▼
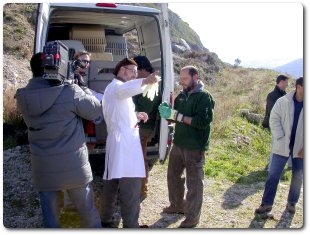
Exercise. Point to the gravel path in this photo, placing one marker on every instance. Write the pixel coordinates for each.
(226, 205)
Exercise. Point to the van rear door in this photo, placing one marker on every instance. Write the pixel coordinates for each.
(61, 21)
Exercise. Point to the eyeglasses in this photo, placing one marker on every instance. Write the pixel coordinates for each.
(86, 61)
(132, 70)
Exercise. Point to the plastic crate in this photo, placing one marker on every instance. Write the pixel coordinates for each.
(117, 45)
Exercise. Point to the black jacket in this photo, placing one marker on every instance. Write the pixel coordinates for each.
(271, 100)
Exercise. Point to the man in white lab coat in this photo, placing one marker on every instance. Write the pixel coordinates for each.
(124, 164)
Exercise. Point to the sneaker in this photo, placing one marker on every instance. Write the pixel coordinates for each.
(189, 223)
(262, 209)
(173, 210)
(290, 207)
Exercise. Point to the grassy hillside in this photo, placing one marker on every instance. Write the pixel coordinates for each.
(239, 150)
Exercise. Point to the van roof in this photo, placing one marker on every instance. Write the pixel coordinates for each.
(121, 18)
(108, 6)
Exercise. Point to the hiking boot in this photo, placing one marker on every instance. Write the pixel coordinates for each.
(173, 210)
(189, 223)
(142, 197)
(290, 207)
(262, 209)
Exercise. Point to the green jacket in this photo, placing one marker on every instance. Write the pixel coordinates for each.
(144, 104)
(199, 105)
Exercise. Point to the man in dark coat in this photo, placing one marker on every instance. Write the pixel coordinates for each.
(273, 96)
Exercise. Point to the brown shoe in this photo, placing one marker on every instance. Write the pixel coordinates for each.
(189, 223)
(173, 210)
(262, 209)
(290, 207)
(143, 226)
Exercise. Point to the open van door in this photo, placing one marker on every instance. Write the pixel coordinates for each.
(41, 26)
(166, 133)
(111, 32)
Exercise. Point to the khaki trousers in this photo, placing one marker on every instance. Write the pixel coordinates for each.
(193, 162)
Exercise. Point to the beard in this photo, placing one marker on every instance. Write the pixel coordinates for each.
(190, 86)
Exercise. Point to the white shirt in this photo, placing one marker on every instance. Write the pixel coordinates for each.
(124, 157)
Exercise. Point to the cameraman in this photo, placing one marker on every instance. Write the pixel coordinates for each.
(52, 113)
(80, 67)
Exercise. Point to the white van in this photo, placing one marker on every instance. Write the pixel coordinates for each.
(104, 29)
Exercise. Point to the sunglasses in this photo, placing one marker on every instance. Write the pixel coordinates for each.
(86, 61)
(132, 70)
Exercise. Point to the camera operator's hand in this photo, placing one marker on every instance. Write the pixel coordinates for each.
(151, 79)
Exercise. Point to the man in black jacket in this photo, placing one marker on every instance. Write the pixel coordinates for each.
(273, 96)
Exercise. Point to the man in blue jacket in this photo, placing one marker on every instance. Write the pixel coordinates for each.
(287, 128)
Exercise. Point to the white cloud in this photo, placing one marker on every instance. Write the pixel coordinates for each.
(253, 32)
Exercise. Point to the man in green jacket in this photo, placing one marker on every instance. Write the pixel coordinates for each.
(144, 104)
(193, 115)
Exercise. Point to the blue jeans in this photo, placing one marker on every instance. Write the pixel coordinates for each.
(276, 168)
(82, 198)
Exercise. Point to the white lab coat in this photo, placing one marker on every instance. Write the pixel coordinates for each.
(124, 157)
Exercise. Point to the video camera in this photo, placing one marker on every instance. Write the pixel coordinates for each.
(57, 66)
(55, 62)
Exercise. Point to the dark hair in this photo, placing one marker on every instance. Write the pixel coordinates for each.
(143, 63)
(281, 78)
(192, 70)
(80, 53)
(36, 65)
(300, 82)
(123, 62)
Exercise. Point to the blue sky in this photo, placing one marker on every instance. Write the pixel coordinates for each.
(259, 34)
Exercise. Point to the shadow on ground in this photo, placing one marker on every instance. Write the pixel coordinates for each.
(244, 188)
(166, 220)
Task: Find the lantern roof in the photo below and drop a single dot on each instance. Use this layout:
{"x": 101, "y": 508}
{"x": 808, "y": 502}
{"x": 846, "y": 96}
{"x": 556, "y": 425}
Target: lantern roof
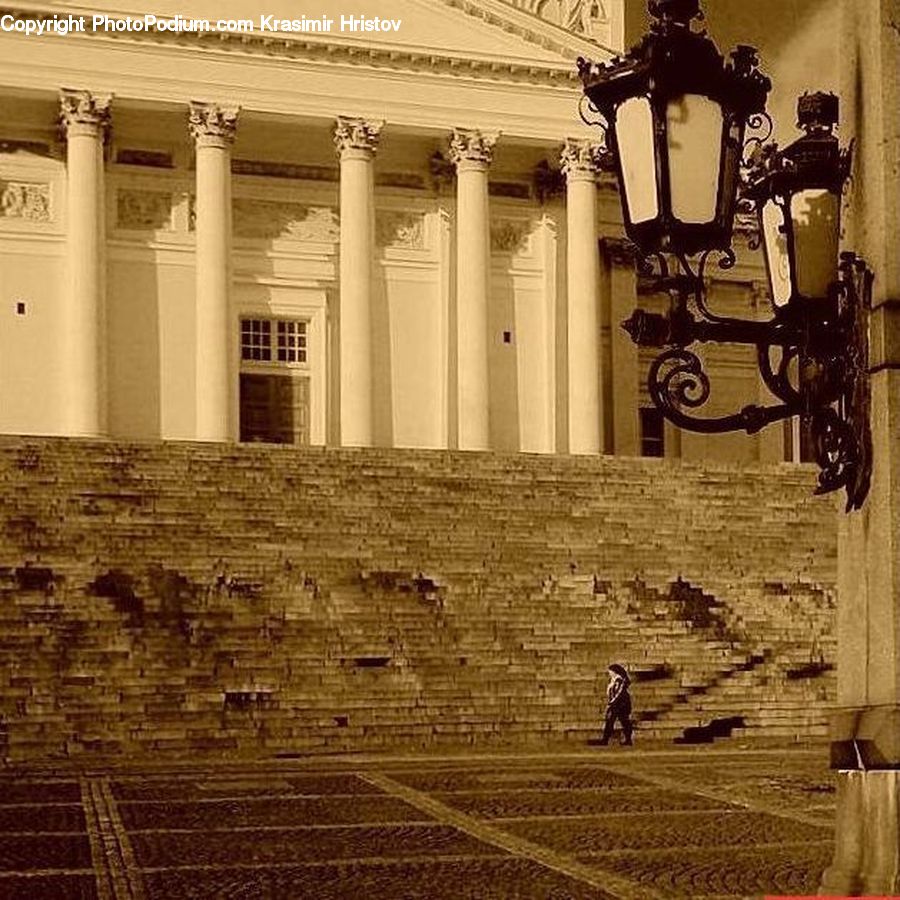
▲
> TASK PROMPT: Set down all of the data word for word; no pictures belong in it.

> REPLY TO THE EXERCISE:
Exercise. Point to the gravel path in this photo, placing one marker on every instance. Write the pixel coordinates for each.
(226, 205)
Exercise. Point to the van rear door in this photo, placing one marker on every instance. Write the pixel coordinates for each.
(61, 21)
Exercise. Point to the eyeglasses in this photo, placing one marker on every instance. Write the pixel coordinates for each.
(86, 61)
(132, 70)
Exercise. Point to the plastic crate in this photo, placing one marker on every instance. Write the pixel coordinates for each.
(117, 45)
Exercise. Point to the black jacket in this photo, placing one marker on every instance. Write the pixel coordinates for each.
(271, 100)
Exercise. Point to the man in white lab coat in this photo, placing one marker on every instance. Write the pixel coordinates for each.
(124, 164)
Exercise. Point to the sneaker in this photo, placing one marker on every instance. Write the pixel coordinates for each.
(189, 223)
(262, 209)
(173, 210)
(290, 207)
Exercise. Point to the grassy hillside in this photo, placing one marker on every instance. Write the pixel coordinates for each.
(239, 150)
Exercise. Point to the van roof in this photo, placing one marker on every instance. Write the pixel coordinates for each.
(121, 18)
(108, 6)
Exercise. Point to the hiking boot in this photo, placing one marker on every instance. Write the pixel coordinates for each.
(173, 210)
(189, 223)
(142, 197)
(290, 207)
(262, 209)
Exercise. Point to the green jacket in this photo, placing one marker on every instance. Write the pixel coordinates for each.
(144, 104)
(199, 105)
Exercise. Point to the man in dark coat in this photo, placing one marker on every instance. Write the pixel coordinates for each.
(273, 96)
Exercise. Point to the brown shoe in this photo, placing one marker on every instance. Write the pixel coordinates for each.
(189, 223)
(173, 210)
(262, 209)
(290, 207)
(143, 226)
Exercise. Point to the open van door in this photo, placing one marker on every instance. Write the pixel coordinates for each.
(41, 26)
(166, 133)
(111, 32)
Exercise. Point to the khaki trousers in this photo, placing one marker on every instance. Write the pixel coordinates for each.
(193, 162)
Exercise. Point to the beard in this photo, placing one marker on every instance. Write the pixel coordinates for each.
(190, 86)
Exercise. Point to the white shirt in this photo, placing one marker on every instance. Write the pixel coordinates for each.
(124, 157)
Exercise. Point to the cameraman in this photo, placing one marker on every instance. Write the pixel coordinates for each.
(52, 113)
(80, 67)
Exercise. Point to the white van in this photo, placing one marker on every instance. Write the pixel coordinates for each.
(104, 29)
Exercise. Point to the sunglasses in this photo, placing one marker on every instance. Write the pixel coordinates for each.
(86, 61)
(132, 70)
Exercise. Point to the camera operator's hand in this photo, placing one marker on every instance. Write the pixel coordinates for each.
(151, 79)
Exercise. Point to the man in black jacket in this photo, placing one marker on every instance. Write the pixel coordinates for each.
(273, 96)
Exercise. Point to the man in blue jacket in this photo, placing one marker on every instance. Write the pixel coordinates for each.
(287, 128)
Exercise. Point to the white cloud in this photo, placing one marker on every instance. Write the pixel coordinates for each.
(253, 32)
Exercise. Point to the man in green jacket in this photo, placing one marker on every instance. Write the pixel coordinates for each.
(144, 104)
(193, 115)
Exercise. Point to the blue jeans in this photo, placing one marker on every instance. Write the pixel coordinates for each.
(276, 168)
(82, 198)
Exercise. Point to the white lab coat in this photo, placing one marker on every instance. Write the pixel coordinates for each.
(124, 157)
Exercise. Point to the video camera in this photo, placing one marker on every instance. Write the pixel coordinates for each.
(57, 66)
(55, 62)
Exercise. Point to the dark hair in this photo, placing one marker on every instance. Write the pixel coordinates for each.
(143, 63)
(281, 78)
(192, 70)
(80, 53)
(36, 65)
(300, 82)
(123, 62)
Exercise. Point to the blue sky in this photo, placing one marker on every instance. Write the pixel coordinates for each.
(259, 34)
Exercise. Point to the shadow on ground in this photo, placing one marker on every instance. Write the pixel coordinates for each.
(244, 188)
(166, 220)
Task: Find the lantern roof in the photo below and drop a single dot on each instance. Use this layout:
{"x": 101, "y": 508}
{"x": 808, "y": 502}
{"x": 846, "y": 96}
{"x": 556, "y": 425}
Target: lantern roof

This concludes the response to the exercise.